### Given instruction
Edit the items starting with the line that contains "One point goes on every instance of the truck grille" and going on through the line that contains "x=549 y=348", replacing "instance" with "occurrence" everywhere. Reproduce those lines and only those, with nothing else changed.
* START Raw data *
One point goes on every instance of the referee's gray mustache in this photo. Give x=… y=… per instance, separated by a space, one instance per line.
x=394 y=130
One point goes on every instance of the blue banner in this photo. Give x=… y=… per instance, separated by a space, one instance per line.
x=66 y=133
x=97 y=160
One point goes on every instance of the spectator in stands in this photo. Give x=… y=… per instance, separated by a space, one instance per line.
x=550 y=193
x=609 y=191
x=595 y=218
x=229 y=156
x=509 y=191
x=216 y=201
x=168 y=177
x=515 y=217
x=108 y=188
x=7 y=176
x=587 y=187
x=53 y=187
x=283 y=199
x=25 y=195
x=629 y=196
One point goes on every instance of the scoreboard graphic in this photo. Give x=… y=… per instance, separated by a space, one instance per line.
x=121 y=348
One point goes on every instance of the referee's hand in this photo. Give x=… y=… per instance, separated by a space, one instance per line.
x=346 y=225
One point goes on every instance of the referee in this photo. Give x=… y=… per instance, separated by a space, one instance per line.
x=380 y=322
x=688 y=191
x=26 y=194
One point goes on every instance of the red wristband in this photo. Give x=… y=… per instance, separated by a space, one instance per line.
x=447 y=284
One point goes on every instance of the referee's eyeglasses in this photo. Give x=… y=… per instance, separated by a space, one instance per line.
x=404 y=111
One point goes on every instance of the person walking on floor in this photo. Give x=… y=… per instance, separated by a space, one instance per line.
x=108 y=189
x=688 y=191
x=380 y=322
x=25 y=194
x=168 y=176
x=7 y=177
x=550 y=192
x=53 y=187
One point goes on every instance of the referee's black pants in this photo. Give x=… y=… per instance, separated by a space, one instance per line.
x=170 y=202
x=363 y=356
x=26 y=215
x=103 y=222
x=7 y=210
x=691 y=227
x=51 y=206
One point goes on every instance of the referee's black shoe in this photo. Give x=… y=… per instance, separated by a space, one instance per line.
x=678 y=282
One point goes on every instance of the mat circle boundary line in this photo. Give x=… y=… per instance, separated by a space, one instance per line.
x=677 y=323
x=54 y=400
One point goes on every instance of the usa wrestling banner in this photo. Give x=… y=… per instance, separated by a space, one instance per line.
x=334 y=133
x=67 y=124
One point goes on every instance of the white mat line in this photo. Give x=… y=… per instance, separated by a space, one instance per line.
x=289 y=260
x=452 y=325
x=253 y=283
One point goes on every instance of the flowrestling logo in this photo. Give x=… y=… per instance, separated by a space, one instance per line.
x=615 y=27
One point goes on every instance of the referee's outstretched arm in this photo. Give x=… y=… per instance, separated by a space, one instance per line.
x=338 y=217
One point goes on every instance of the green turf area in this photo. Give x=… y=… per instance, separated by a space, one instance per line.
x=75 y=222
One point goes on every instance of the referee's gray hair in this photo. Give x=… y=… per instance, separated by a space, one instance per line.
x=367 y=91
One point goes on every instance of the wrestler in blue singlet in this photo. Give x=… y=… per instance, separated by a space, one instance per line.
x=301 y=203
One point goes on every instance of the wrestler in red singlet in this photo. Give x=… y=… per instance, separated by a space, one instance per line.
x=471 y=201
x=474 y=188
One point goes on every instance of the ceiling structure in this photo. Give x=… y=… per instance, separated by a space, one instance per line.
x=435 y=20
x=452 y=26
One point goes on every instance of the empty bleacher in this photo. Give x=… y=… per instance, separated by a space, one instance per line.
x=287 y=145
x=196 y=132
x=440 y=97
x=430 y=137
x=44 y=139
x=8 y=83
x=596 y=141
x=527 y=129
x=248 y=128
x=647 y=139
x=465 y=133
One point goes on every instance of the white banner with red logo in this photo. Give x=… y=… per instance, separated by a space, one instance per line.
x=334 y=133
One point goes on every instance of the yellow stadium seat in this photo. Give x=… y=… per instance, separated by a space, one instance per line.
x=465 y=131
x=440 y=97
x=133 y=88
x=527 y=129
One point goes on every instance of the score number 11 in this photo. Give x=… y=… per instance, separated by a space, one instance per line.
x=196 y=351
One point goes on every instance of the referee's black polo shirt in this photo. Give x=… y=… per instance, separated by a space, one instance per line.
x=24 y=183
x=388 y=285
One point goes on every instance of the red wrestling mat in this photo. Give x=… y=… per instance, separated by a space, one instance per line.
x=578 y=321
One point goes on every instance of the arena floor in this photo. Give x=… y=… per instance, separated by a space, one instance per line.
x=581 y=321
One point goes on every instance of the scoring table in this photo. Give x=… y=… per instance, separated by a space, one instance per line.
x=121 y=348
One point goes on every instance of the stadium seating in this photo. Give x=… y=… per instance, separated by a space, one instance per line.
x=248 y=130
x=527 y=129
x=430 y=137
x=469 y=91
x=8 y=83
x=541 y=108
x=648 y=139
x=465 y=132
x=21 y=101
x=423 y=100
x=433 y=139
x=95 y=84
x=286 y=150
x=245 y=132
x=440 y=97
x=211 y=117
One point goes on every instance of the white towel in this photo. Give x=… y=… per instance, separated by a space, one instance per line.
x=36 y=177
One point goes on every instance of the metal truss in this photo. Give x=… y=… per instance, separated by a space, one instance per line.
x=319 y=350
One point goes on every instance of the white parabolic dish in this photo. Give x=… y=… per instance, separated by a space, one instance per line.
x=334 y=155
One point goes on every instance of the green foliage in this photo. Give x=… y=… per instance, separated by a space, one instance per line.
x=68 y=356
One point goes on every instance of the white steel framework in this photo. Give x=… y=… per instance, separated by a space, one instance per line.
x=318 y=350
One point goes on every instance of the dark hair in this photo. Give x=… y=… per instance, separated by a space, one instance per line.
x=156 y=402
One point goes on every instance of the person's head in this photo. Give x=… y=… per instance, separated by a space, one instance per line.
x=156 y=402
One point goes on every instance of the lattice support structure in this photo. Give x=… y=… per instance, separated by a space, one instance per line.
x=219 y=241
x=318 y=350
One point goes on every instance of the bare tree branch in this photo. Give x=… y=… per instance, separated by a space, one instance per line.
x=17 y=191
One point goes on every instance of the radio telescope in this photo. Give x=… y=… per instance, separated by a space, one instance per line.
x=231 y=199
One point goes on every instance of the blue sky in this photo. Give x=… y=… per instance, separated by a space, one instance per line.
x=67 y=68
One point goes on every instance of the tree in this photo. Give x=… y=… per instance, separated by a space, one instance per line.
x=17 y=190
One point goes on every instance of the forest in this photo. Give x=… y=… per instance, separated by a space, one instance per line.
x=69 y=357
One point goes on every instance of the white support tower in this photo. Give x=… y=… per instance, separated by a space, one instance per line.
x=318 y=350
* END Raw data *
* START Raw data *
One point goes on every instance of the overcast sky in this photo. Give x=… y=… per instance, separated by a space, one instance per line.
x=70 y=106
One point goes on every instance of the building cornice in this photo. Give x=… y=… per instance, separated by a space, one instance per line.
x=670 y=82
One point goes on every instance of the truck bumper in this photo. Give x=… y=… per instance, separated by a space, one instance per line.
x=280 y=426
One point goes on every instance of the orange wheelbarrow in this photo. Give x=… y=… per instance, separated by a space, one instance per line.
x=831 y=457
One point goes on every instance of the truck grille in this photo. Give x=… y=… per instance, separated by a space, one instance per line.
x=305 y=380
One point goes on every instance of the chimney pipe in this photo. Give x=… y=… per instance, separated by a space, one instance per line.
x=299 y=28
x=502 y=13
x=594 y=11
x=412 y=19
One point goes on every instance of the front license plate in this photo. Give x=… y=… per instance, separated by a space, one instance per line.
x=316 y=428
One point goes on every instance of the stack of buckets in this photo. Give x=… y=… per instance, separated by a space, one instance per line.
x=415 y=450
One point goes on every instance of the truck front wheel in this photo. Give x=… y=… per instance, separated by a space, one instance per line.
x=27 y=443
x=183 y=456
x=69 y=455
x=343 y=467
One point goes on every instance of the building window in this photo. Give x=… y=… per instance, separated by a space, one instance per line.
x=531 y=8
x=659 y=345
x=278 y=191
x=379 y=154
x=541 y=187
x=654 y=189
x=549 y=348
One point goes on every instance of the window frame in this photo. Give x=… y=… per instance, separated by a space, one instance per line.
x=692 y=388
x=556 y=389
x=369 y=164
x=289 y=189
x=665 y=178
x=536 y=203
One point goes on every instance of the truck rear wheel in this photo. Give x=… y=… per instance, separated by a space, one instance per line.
* END Raw data *
### The output
One point goes on every occurrence of the truck grille in this photo. Give x=… y=… per occurrence, separated by a space, one occurrence per line.
x=305 y=380
One point goes on every occurrence of the chimney pipe in this photo. Give x=… y=… per occurrence, separated by a space, one occurrence per line.
x=299 y=28
x=502 y=13
x=594 y=11
x=412 y=19
One point goes on every occurrence of the front license plate in this photo. Give x=… y=… per occurrence, separated by a space, one occurrence per line.
x=316 y=428
One point goes on every occurrence of the stack of buckets in this photo. Give x=… y=… per occurrence, separated by a space, one occurrence per line.
x=415 y=450
One point goes on every occurrence of the truck front wheel in this photo. Give x=… y=… per occurrence, separated by a space, one occurrence per line.
x=27 y=443
x=183 y=456
x=69 y=455
x=343 y=467
One point goes on every occurrence of the building window in this photo. Give x=… y=… per occurrence, separated by a space, one occurrence per line.
x=531 y=8
x=659 y=345
x=278 y=191
x=379 y=154
x=541 y=187
x=654 y=189
x=549 y=348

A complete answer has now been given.